_Given data_:
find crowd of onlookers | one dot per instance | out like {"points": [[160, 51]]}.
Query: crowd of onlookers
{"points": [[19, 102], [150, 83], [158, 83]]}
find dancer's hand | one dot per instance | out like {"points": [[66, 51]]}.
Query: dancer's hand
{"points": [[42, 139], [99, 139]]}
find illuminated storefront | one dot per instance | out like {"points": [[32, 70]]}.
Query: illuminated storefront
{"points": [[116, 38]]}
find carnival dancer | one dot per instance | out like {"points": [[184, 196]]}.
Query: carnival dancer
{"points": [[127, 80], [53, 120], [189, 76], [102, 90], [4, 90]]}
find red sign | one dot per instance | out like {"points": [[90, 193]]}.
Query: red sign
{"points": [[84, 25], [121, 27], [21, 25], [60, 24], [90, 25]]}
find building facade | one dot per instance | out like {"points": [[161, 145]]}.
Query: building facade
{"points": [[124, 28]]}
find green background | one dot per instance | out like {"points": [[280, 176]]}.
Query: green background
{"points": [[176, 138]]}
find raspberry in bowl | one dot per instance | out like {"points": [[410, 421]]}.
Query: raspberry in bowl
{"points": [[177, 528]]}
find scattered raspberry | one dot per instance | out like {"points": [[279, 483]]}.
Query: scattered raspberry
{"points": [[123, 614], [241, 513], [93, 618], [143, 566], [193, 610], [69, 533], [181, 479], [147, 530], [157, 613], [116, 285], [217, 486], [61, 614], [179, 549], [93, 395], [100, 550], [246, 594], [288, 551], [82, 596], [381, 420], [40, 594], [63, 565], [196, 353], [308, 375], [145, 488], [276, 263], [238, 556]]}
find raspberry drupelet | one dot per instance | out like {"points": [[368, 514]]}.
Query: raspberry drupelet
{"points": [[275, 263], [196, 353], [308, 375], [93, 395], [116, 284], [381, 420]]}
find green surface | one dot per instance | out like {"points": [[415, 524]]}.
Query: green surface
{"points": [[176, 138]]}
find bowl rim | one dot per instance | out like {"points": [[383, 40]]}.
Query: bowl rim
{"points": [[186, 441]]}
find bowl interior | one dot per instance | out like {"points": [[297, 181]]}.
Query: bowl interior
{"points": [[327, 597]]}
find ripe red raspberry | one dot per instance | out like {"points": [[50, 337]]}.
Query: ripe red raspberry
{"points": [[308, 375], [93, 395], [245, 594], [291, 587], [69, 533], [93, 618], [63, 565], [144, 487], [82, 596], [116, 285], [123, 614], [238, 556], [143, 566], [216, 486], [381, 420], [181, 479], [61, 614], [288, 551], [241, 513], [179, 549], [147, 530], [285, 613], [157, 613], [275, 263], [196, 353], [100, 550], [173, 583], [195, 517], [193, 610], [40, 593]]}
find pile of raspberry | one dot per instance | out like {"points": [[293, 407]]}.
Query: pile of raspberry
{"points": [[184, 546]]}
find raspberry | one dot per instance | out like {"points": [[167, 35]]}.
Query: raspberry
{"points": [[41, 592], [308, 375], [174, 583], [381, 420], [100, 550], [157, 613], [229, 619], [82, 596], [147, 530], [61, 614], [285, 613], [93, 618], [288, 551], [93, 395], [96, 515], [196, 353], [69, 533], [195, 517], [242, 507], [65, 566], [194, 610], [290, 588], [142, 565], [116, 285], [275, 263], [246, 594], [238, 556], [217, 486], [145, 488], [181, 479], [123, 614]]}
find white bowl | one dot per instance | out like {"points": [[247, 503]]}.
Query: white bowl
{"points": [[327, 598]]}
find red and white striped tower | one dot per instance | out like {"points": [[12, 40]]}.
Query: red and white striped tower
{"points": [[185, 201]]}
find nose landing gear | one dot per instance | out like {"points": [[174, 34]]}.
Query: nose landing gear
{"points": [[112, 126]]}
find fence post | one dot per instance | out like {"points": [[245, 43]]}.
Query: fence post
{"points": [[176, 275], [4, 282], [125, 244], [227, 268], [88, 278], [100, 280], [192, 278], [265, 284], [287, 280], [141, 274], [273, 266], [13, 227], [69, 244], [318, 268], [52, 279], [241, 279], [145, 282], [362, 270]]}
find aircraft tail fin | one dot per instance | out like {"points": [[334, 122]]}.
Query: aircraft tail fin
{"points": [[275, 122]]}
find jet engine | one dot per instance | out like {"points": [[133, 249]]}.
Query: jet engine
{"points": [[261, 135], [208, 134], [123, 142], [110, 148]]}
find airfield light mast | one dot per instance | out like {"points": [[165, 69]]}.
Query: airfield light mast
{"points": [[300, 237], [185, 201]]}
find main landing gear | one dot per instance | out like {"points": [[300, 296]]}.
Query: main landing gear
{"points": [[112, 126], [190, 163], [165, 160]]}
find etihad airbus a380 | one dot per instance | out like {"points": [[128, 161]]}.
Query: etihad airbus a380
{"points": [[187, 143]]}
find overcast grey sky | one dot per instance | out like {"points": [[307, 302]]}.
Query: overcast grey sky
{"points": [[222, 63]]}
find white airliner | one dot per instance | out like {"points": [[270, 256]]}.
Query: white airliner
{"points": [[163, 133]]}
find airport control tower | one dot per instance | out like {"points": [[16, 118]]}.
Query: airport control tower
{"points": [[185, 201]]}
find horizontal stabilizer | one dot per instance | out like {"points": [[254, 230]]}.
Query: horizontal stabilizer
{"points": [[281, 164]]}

_Goal_:
Using the data above, print every record exactly as shown.

_Output for this task_:
find crowd of onlookers | one dot per instance | out like {"points": [[160, 51]]}.
Query: crowd of onlookers
{"points": [[19, 102], [150, 83], [158, 83]]}
find dancer's hand | one dot per instance | out like {"points": [[66, 51]]}.
Query: dancer's hand
{"points": [[42, 139], [99, 139]]}
find illuminated storefront | one dot per instance | out like {"points": [[32, 70]]}.
Query: illuminated storefront
{"points": [[116, 38]]}
find carnival dancer | one dot per instance | out like {"points": [[184, 196]]}.
Query: carnival dancer
{"points": [[127, 80], [53, 120], [189, 76], [102, 90], [4, 90]]}
find red sign | one dot per instance | out like {"points": [[90, 193]]}.
Query: red sign
{"points": [[84, 25], [121, 27], [21, 25], [60, 24], [90, 25]]}
find building facade | one dot per instance | out like {"points": [[161, 145]]}.
Query: building facade
{"points": [[124, 28]]}
find green background | one dot per instance | out like {"points": [[280, 176]]}.
Query: green background
{"points": [[176, 138]]}
find raspberry in bowl | one dot per instance | out like {"points": [[410, 421]]}.
Query: raspberry in bowl
{"points": [[177, 528]]}
find scattered raspberry | one dot per instance | out like {"points": [[279, 483]]}.
Query: scattered raspberry
{"points": [[123, 614], [241, 513], [93, 618], [143, 566], [193, 610], [69, 533], [181, 479], [147, 530], [157, 613], [116, 285], [217, 486], [61, 614], [179, 549], [93, 395], [100, 550], [246, 594], [288, 551], [82, 596], [381, 420], [40, 594], [63, 565], [196, 353], [308, 375], [145, 488], [276, 263], [238, 556]]}
find raspberry drupelet | one dot per instance | out like {"points": [[368, 514]]}.
Query: raspberry drupelet
{"points": [[275, 263], [196, 353], [308, 375], [93, 395], [116, 284], [381, 420]]}
find green surface | one dot per instance | out like {"points": [[415, 524]]}.
Query: green surface
{"points": [[176, 138]]}
find bowl rim | one dot per instance | out like {"points": [[383, 40]]}.
Query: bowl rim
{"points": [[186, 441]]}
find bowl interior | one dot per instance | out like {"points": [[297, 181]]}.
Query: bowl interior
{"points": [[327, 597]]}
find ripe red raspberry | one dot per instance | out like {"points": [[50, 337]]}.
Query: ripe red raspberry
{"points": [[308, 375], [93, 395], [245, 594], [291, 587], [69, 533], [93, 618], [63, 565], [144, 487], [82, 596], [116, 285], [123, 614], [238, 556], [143, 566], [216, 486], [381, 420], [181, 479], [61, 614], [288, 551], [241, 513], [179, 549], [147, 530], [285, 613], [157, 613], [275, 263], [196, 353], [100, 550], [173, 583], [195, 517], [193, 610], [40, 593]]}
find pile of raspberry | one dot per instance | out like {"points": [[293, 407]]}.
Query: pile of raspberry
{"points": [[184, 546]]}
find raspberry | one dot per instance | out like {"points": [[167, 35]]}.
Query: raspberry
{"points": [[41, 592], [308, 375], [174, 583], [381, 420], [100, 550], [157, 613], [229, 619], [82, 596], [147, 530], [61, 614], [285, 613], [93, 618], [288, 551], [93, 395], [96, 515], [196, 353], [69, 533], [195, 517], [242, 507], [65, 566], [194, 610], [290, 588], [142, 565], [116, 285], [275, 263], [246, 594], [238, 556], [217, 486], [145, 488], [181, 479], [123, 614]]}
find white bowl | one dot per instance | out like {"points": [[247, 503]]}.
Query: white bowl
{"points": [[327, 598]]}
find red and white striped tower | one dot per instance | out like {"points": [[12, 40]]}.
Query: red and white striped tower
{"points": [[185, 201]]}
find nose landing gear | one dot per instance | out like {"points": [[174, 34]]}.
Query: nose landing gear
{"points": [[112, 126]]}
find fence post | one dot per instance | out like {"points": [[245, 43]]}.
Query: fence post
{"points": [[176, 275], [4, 282], [125, 244], [227, 268], [88, 278], [100, 280], [192, 278], [265, 284], [287, 280], [141, 274], [273, 266], [13, 227], [69, 244], [318, 268], [52, 279], [241, 279], [145, 282], [362, 270]]}
find aircraft tail fin | one dot per instance | out like {"points": [[334, 122]]}.
Query: aircraft tail fin
{"points": [[275, 122]]}
find jet engine | one dot per instance | out like {"points": [[133, 249]]}.
Query: jet engine
{"points": [[261, 135], [208, 134], [123, 142], [110, 148]]}
find airfield light mast | one dot per instance | out like {"points": [[165, 69]]}.
Query: airfield light mast
{"points": [[300, 237], [185, 201]]}
find main landing gear | one dot per instance | out like {"points": [[300, 296]]}.
Query: main landing gear
{"points": [[112, 126], [190, 163], [165, 160]]}
find etihad airbus a380 | one dot per instance | out like {"points": [[128, 161]]}.
Query: etihad airbus a380
{"points": [[187, 143]]}
find overcast grey sky | one dot per instance | out like {"points": [[307, 302]]}.
Query: overcast grey sky
{"points": [[222, 63]]}
find white airliner | one dot per instance | out like {"points": [[270, 256]]}.
Query: white airliner
{"points": [[163, 133]]}
find airport control tower | one dot per instance | out like {"points": [[16, 118]]}.
Query: airport control tower
{"points": [[185, 201]]}
find horizontal stabilizer | one dot per instance | out like {"points": [[254, 230]]}.
Query: horizontal stabilizer
{"points": [[281, 164]]}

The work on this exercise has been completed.